(Objective):
Write the records out again, keeping each line exactly as it is.

(Data to process):
--------

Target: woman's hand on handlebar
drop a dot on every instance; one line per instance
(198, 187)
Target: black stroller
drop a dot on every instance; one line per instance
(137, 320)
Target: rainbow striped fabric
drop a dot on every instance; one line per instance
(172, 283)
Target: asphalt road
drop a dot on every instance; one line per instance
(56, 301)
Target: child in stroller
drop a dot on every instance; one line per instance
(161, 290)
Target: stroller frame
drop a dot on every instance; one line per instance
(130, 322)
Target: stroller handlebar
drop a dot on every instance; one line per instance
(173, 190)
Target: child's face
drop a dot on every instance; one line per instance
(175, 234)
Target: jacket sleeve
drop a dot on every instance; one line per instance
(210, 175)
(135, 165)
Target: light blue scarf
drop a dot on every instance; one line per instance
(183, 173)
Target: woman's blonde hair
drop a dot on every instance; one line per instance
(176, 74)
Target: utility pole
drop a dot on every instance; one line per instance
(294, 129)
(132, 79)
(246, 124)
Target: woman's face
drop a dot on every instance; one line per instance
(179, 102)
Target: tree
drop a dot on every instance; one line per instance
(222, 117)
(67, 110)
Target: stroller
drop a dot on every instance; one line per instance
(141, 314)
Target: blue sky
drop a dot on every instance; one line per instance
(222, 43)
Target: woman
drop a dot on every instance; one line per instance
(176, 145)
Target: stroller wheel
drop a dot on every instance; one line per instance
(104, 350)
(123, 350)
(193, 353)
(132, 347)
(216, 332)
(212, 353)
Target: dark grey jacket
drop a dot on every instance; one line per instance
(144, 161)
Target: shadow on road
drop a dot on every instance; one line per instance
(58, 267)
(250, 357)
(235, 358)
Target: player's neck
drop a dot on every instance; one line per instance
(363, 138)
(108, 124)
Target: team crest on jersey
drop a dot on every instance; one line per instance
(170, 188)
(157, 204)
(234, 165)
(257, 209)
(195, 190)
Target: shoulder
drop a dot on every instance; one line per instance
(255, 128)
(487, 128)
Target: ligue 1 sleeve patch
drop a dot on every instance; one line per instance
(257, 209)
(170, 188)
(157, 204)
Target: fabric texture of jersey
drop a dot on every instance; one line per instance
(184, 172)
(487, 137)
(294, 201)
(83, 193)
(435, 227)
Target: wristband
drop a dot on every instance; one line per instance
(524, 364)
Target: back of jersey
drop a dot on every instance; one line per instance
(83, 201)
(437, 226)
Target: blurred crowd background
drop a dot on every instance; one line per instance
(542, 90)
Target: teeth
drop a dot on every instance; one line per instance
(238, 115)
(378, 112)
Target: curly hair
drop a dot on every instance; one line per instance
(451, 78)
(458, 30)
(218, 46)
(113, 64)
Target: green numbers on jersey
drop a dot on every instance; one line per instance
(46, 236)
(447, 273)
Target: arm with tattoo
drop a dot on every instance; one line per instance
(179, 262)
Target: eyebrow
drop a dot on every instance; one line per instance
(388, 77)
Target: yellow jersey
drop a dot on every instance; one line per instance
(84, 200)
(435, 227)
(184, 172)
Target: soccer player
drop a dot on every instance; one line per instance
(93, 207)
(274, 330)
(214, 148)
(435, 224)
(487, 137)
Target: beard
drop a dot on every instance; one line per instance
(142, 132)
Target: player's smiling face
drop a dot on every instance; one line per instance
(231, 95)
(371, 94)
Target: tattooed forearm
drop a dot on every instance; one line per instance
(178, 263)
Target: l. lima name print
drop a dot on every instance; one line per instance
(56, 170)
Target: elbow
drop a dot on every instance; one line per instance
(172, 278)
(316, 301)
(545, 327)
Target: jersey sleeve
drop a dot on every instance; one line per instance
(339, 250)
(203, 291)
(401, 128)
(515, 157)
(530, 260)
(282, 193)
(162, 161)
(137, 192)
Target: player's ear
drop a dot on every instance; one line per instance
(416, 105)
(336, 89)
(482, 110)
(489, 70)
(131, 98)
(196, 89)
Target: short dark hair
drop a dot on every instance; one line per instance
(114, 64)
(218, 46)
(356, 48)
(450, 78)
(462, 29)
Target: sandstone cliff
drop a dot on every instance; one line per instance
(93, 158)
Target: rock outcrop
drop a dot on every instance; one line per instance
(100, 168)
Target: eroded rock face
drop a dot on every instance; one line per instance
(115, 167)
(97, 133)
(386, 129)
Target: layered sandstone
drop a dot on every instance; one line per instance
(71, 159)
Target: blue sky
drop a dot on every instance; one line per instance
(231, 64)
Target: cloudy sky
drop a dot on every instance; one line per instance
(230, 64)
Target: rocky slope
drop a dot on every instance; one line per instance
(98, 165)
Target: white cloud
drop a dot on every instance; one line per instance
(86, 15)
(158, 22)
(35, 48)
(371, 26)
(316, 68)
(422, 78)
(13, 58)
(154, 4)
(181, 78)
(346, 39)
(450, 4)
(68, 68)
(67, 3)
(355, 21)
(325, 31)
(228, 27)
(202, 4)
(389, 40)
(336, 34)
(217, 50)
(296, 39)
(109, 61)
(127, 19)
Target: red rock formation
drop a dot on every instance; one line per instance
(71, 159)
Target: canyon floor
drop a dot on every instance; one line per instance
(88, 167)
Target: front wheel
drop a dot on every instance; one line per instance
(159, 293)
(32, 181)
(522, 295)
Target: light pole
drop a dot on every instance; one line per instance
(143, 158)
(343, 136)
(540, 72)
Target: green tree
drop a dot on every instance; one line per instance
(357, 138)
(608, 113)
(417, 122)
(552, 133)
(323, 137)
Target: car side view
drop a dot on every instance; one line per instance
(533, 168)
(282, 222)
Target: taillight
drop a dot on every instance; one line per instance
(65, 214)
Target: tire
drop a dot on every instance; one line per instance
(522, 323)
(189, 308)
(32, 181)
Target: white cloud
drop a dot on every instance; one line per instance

--------

(Solution):
Target: woman's hand on handlebar
drop a dot on every instance; one line per instance
(198, 187)
Target: black stroller
drop a dot on every instance; one line per instance
(137, 320)
Target: rainbow striped fabric
drop a dot on every instance; one line per instance
(172, 283)
Target: asphalt road
drop a dot on every instance; one line per instance
(56, 301)
Target: child in stroller
drop a dot on every instance; one line per instance
(161, 290)
Target: stroller frame
drop a dot on every instance; one line per instance
(130, 322)
Target: stroller handlebar
drop a dot on every instance; one line per instance
(173, 190)
Target: child's face
drop a dot on every instance; one line per instance
(175, 234)
Target: jacket sleeve
drop a dot on every instance; one line per instance
(210, 175)
(135, 165)
Target: light blue scarf
drop a dot on every instance; one line per instance
(183, 173)
Target: woman's blonde hair
drop a dot on every instance; one line per instance
(176, 74)
Target: utility pole
drop a dot on every instance; one line per instance
(294, 129)
(132, 79)
(246, 124)
Target: woman's face
drop a dot on every instance; one line per instance
(179, 102)
Target: tree
drop a dot on every instance; one line per instance
(222, 117)
(67, 110)
Target: stroller
drop a dot on every instance; one line per instance
(141, 314)
Target: blue sky
drop a dot on every instance; one line per instance
(222, 43)
Target: woman
drop a dot on every instance; one line per instance
(176, 145)
Target: stroller wheel
drop a dot on every instance; one line per instance
(104, 350)
(123, 350)
(193, 353)
(132, 347)
(216, 332)
(212, 353)
Target: dark grey jacket
drop a dot on every instance; one line per instance
(144, 161)
Target: shadow on road
drop a dot on every instance; one line per instance
(58, 267)
(250, 357)
(235, 358)
Target: player's neck
drop a dot on every instance; one line per instance
(363, 138)
(108, 124)
Target: team crest on jersey
drop a dot on every instance; one line per instance
(170, 188)
(157, 204)
(234, 165)
(257, 209)
(195, 190)
Target: shoulder
drop a dot on every instance; one line per instance
(255, 128)
(487, 128)
Target: ligue 1 sleeve patch
drop a dot on every instance; one line per instance
(257, 209)
(170, 188)
(157, 204)
Target: fabric texture of jersey
drop a dot on every instance; one line per instance
(184, 172)
(487, 137)
(294, 201)
(83, 193)
(435, 227)
Target: wristband
drop a dot on every instance; one line per instance
(524, 364)
Target: back of jersey
drop a dot on every instance; one line per instance
(83, 201)
(437, 226)
Target: blurred crowd background
drop a dot on every instance; one line per instance
(542, 90)
Target: teeth
drop a dot on every instance; one line per instance
(238, 115)
(378, 112)
Target: curly hair
drop a dot on every instance; one line per instance
(451, 78)
(458, 30)
(218, 46)
(113, 64)
Target: green numbers on jersey
drop a dot on every instance; one line per instance
(46, 236)
(447, 273)
Target: arm with tattoo
drop a dot on every instance; one line per instance
(179, 262)
Target: eyebrow
drop a dot on every instance; one line per instance
(388, 77)
Target: yellow jersey
drop a dot on every instance; one line per instance
(84, 200)
(435, 227)
(184, 172)
Target: soccer player
drop a dot on every instance; one line per instance
(93, 207)
(274, 330)
(214, 148)
(435, 224)
(487, 137)
Target: beard
drop a dot on every instance; one line per instance
(142, 132)
Target: player's smiling face
drop a dot on every instance; one line per instance
(231, 95)
(371, 94)
Target: tattooed forearm
drop a dot on every instance; one line per instance
(178, 263)
Target: l. lima name print
drop a dot on every instance; one line per instance
(56, 170)
Target: elbow
drop a dot on every instance; one line per instance
(172, 278)
(316, 301)
(545, 327)
Target: jersey sleeve
drop a dot on every instance; one line per instance
(339, 250)
(203, 291)
(401, 128)
(515, 157)
(530, 260)
(282, 193)
(162, 161)
(137, 192)
Target: player's ear
drop a dot on every instance; one line per instance
(416, 105)
(336, 89)
(482, 110)
(489, 70)
(131, 98)
(196, 89)
Target: short dark hair
drop a dot on every instance; one line per instance
(114, 64)
(218, 46)
(356, 48)
(450, 78)
(462, 29)
Target: sandstone cliff
drop a dot on every instance; one line per instance
(93, 158)
Target: rock outcrop
drop a dot on every instance; one line per instance
(100, 168)
Target: eroded rock face
drop a dot on every instance; one line per instance
(115, 167)
(97, 133)
(386, 129)
Target: layered sandstone
drop a dot on every instance; one line per instance
(71, 159)
Target: blue sky
drop a dot on every instance; one line per instance
(231, 64)
Target: cloudy sky
drop a dot on every instance; one line per instance
(230, 64)
Target: rocky slope
drop a dot on every instance; one line per instance
(98, 165)
Target: white cloud
drop a dot on every instance; one line per instance
(86, 15)
(158, 22)
(35, 48)
(371, 26)
(316, 68)
(422, 78)
(13, 58)
(154, 4)
(181, 78)
(346, 39)
(450, 4)
(68, 68)
(67, 3)
(355, 21)
(325, 31)
(228, 27)
(202, 4)
(389, 40)
(336, 34)
(217, 50)
(296, 39)
(109, 61)
(127, 19)
Target: red rock formation
drop a dot on every instance; one line per instance
(71, 159)
Target: canyon floor
drop a dot on every instance; one line per instance
(88, 167)
Target: front wheel
drop a dot on every instance; one line per instance
(159, 293)
(32, 181)
(522, 295)
Target: light pole
drop a dot on every instance; one line per instance
(143, 158)
(343, 136)
(540, 72)
Target: green tree
drop a dot on every instance; one line per instance
(357, 138)
(608, 113)
(417, 122)
(552, 133)
(323, 137)
Target: car side view
drop a dot on every instance; one line per instance
(533, 168)
(282, 222)
Target: taillight
drop a dot on every instance; one line per instance
(65, 214)
Target: tire
drop a dot on every instance; one line per instance
(522, 323)
(189, 308)
(32, 181)
Target: white cloud
drop a dot on every instance; one line per instance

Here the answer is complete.